§ DATASET EXCERPTS:
##############################

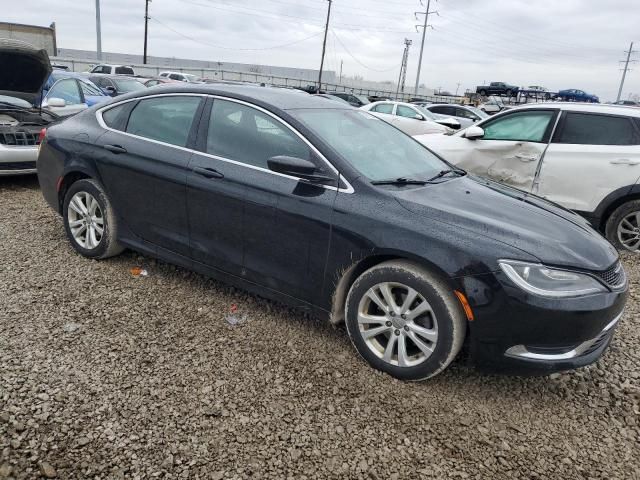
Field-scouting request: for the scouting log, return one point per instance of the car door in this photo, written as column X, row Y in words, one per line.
column 145, row 163
column 590, row 156
column 510, row 150
column 275, row 227
column 65, row 89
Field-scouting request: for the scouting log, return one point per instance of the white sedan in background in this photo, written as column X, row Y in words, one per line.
column 585, row 157
column 411, row 119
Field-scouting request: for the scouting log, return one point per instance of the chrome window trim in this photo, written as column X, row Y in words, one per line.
column 349, row 189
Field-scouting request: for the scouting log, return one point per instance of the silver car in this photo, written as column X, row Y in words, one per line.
column 466, row 115
column 21, row 122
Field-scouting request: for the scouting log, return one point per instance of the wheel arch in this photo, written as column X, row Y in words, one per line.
column 68, row 179
column 612, row 201
column 348, row 275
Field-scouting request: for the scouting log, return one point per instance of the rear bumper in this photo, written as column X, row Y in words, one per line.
column 519, row 334
column 15, row 160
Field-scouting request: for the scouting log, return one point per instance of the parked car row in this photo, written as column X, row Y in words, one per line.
column 583, row 157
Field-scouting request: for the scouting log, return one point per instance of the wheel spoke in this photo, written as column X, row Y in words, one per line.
column 76, row 223
column 423, row 307
column 409, row 299
column 77, row 206
column 375, row 298
column 373, row 332
column 387, row 294
column 403, row 359
column 366, row 319
column 424, row 348
column 388, row 351
column 431, row 335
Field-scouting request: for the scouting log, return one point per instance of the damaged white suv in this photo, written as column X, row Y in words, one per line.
column 23, row 72
column 585, row 157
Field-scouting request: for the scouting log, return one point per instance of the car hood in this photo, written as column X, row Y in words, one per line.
column 24, row 71
column 529, row 223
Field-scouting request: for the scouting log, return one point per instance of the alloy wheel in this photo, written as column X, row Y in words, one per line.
column 629, row 232
column 85, row 220
column 397, row 324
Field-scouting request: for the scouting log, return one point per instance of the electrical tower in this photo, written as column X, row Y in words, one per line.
column 403, row 67
column 626, row 62
column 424, row 33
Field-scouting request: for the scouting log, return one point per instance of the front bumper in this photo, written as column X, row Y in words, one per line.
column 518, row 333
column 17, row 160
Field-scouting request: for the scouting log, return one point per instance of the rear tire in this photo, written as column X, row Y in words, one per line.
column 404, row 320
column 623, row 227
column 89, row 220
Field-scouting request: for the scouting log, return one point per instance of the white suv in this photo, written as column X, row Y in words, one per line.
column 585, row 157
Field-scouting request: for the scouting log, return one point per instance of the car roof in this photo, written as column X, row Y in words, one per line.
column 277, row 98
column 584, row 107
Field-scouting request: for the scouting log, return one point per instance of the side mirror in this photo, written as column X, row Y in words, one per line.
column 450, row 122
column 474, row 133
column 54, row 102
column 297, row 167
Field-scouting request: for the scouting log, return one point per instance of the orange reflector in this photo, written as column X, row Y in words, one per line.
column 465, row 305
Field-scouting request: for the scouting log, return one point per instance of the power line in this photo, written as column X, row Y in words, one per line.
column 324, row 46
column 232, row 48
column 626, row 68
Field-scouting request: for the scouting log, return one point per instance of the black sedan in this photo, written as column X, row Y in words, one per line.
column 330, row 209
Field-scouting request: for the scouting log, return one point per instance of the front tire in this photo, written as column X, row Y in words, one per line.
column 623, row 227
column 89, row 220
column 404, row 320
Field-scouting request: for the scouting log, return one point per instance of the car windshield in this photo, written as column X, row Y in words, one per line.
column 126, row 85
column 372, row 146
column 478, row 112
column 427, row 113
column 88, row 88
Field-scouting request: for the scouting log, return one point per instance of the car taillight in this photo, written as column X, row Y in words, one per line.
column 41, row 136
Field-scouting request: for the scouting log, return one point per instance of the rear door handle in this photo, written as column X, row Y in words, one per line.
column 624, row 161
column 526, row 158
column 115, row 148
column 208, row 172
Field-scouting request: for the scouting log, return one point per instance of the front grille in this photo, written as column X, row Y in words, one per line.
column 18, row 166
column 19, row 139
column 614, row 276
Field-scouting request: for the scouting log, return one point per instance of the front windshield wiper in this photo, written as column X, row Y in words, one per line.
column 442, row 173
column 400, row 181
column 14, row 106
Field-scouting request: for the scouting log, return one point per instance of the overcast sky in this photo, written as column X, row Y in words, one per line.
column 557, row 44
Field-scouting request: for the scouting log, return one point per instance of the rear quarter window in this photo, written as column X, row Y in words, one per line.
column 596, row 129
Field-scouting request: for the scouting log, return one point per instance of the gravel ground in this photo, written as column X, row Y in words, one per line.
column 107, row 376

##############################

§ STATED PROBLEM: Convert the listing above into a two-column CSV with columns named "request" and "points", one row per request: the request text and its points, each in a single quoted field with line breaks replaced by spaces. Cover the whole listing and leave out the pictures.

§ EXERCISE RESPONSE:
request,points
"Field-scouting request: for the scouting log, return one point per instance of the car door in this photo, written as column X, row Y in words, one per line.","column 145, row 163 column 590, row 156 column 510, row 150 column 275, row 227 column 65, row 89"
"Field-scouting request: for the scouting log, return one point per instance of the white sedan in background in this photo, written as column X, row Y in words, one per line.","column 585, row 157 column 411, row 119"
"Field-scouting request: for the scouting log, return one point per instance of the chrome window trim in this photo, written as column X, row Y in words, one per line.","column 349, row 189"
"Field-scouting request: for the scouting log, return one point per instance of the silver car in this photo, written as column X, row Y in words, one per line.","column 466, row 115 column 21, row 122"
"Field-scouting request: for the scouting log, return one point per instance of the wheel arch in this photo, written as column X, row Y in words, one per line.","column 68, row 179 column 612, row 201 column 348, row 275"
"Field-scouting request: for the scouting log, return one point per instance of the rear bumper in this photo, written as column X, row Y in words, one per line.","column 519, row 334 column 15, row 160"
"Field-scouting request: for the scouting log, return one point per instance of the parked car row in this photo, written as column X, row Y in words, one per line.","column 583, row 157"
"Field-scouting request: for the scouting log, return one point per instance of the wheel spoke in this photo, written as column X, row Y in words, one per line.","column 76, row 223 column 423, row 307 column 409, row 299 column 77, row 206 column 375, row 298 column 373, row 332 column 387, row 294 column 403, row 359 column 366, row 319 column 424, row 348 column 388, row 351 column 431, row 335"
"Field-scouting request: for the scouting log, return one point per instance of the damaged white suv in this photo, written as column X, row Y in words, one per line.","column 23, row 72 column 585, row 157"
"Field-scouting request: for the scouting log, return one point per instance of the car hood in this photo, written as column X, row Y in words, one per line.","column 24, row 71 column 529, row 223"
"Field-scouting request: for the scouting log, return one point per instance of the alloy wheel in this photo, written as column X, row Y in words, one per line.","column 629, row 232 column 85, row 220 column 397, row 324"
"Field-scouting request: for the scouting log, return one point per instance of the electrical tower in this photo, written as column X, row Y in words, one per line.","column 403, row 67 column 626, row 62 column 424, row 33"
"Field-scouting request: for the scouting log, return one point per instance of the front bumper in this photo, written as column X, row Y in words, one per line.","column 518, row 333 column 17, row 160"
"Field-scouting request: for the scouting log, return one point per instance of the rear tire in this photo, written as column X, row Y in words, one per line.","column 404, row 320 column 623, row 227 column 89, row 220"
"Field-scouting request: for the scouting log, return one point per instance of the white suv in this photo, written as column X, row Y in words, one per line.","column 585, row 157"
"Field-scouting request: for the scouting log, return one point per instance of the car roof in this photo, written as column X, row Y in words, one per line.","column 277, row 98 column 584, row 107"
"Field-scouting request: for the scouting log, return one point per instance of the side mirror in this photo, written as column X, row Y in words, one per line.","column 450, row 122 column 474, row 133 column 54, row 102 column 297, row 167"
"Field-scouting request: for the scouting log, return one point per instance of the orange reflector in this photo, written as column X, row Y in words, one per line.","column 465, row 305"
"Field-scouting request: for the scouting log, return one point per instance of the power line in this photo, written as column X, row Y in words, one per line.","column 324, row 46 column 232, row 48 column 626, row 68"
"Field-scouting request: for the scouting log, return one point per instance of the black sedan in this photo, written as column X, row Y in words, one per line.","column 330, row 209"
"Field-scouting request: for the scouting log, return one point per instance of the front tire in this photo, written as column X, row Y in words, one per line.","column 623, row 227 column 89, row 220 column 404, row 320"
"Field-scouting request: for the scouting log, return one point per instance of the car windshield in this photo, written as column X, row Y in words, one per line.","column 126, row 85 column 372, row 146 column 478, row 112 column 427, row 113 column 88, row 88"
"Field-scouting request: for the scouting log, return one point per instance of the car taillight in this photo, written as column X, row Y in words, one per line.","column 41, row 136"
"Field-scouting request: for the scouting log, return one point per instance of the rear door handle in this photo, written as column X, row Y in words, one per line.","column 624, row 161 column 526, row 158 column 115, row 148 column 208, row 172"
"Field-scouting request: for the scouting log, return one point per instance of the front grille in this photo, written as column X, row Y in words, one per line.","column 18, row 166 column 19, row 139 column 614, row 276"
"Field-scouting request: for the scouting log, return one point per instance of the front windshield wiper in this photo, written as column X, row Y in words, one per line.","column 442, row 173 column 400, row 181 column 14, row 106"
"Field-scouting request: for the scouting log, return one point per instance of the overcast sky in this photo, written as column X, row Y in words, one per line.","column 557, row 44"
"Field-scouting request: for the scouting log, return one point per instance of the rear quarter window in this photo, written as column X, row Y in words, one per line.","column 596, row 129"
"Field-scouting request: for the scouting log, return one point per instance of the gravel ground in this photo, written as column X, row Y in words, one per line.","column 107, row 376"